▶ ACTION ITEM
The first line of the entries below, the line containing "like [(3, 67)]", and every line between them should be repeated exactly, and nothing else.

▶ RECORDS
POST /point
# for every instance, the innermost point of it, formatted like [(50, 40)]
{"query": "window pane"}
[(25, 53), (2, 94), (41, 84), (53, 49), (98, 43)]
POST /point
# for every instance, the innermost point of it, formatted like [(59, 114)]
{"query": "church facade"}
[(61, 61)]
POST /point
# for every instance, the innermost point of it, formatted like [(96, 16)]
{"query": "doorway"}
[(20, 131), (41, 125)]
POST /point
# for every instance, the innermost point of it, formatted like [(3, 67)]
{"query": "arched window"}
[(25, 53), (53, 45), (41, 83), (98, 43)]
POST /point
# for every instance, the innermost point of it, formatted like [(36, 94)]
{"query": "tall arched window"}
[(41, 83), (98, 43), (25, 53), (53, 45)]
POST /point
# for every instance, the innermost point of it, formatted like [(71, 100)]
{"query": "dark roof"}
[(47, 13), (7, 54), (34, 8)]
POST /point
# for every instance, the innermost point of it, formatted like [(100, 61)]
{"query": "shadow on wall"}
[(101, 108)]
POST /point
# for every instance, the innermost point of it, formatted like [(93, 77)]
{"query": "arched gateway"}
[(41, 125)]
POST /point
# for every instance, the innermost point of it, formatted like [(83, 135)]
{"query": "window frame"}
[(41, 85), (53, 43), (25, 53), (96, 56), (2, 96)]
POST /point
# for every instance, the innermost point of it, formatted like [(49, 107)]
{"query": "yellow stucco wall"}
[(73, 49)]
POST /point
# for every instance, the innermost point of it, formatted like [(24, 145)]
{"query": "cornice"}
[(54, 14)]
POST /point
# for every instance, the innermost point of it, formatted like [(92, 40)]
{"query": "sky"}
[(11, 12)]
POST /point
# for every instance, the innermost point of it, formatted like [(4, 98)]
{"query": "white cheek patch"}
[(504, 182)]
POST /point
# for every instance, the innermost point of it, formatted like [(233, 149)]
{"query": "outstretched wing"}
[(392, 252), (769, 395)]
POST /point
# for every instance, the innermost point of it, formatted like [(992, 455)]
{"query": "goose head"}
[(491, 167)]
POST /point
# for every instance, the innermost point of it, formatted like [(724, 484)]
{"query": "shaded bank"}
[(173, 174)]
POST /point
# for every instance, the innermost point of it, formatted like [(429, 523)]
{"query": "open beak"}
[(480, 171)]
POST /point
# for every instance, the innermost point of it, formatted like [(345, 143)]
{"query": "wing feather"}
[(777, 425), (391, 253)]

▶ WRITTEN RESPONSE
POST /point
# for every instance, the innermost point of it, formatted like [(50, 40)]
{"query": "window pane"}
[(25, 53), (2, 94), (41, 84), (53, 49), (98, 43)]
POST /point
# for every instance, the innermost point of it, formatted like [(59, 114)]
{"query": "church facade"}
[(61, 61)]
POST /point
# for every instance, the innermost point of it, formatted like [(96, 16)]
{"query": "doorway"}
[(20, 131), (41, 125)]
POST /point
# for every instance, the innermost point of it, formatted like [(3, 67)]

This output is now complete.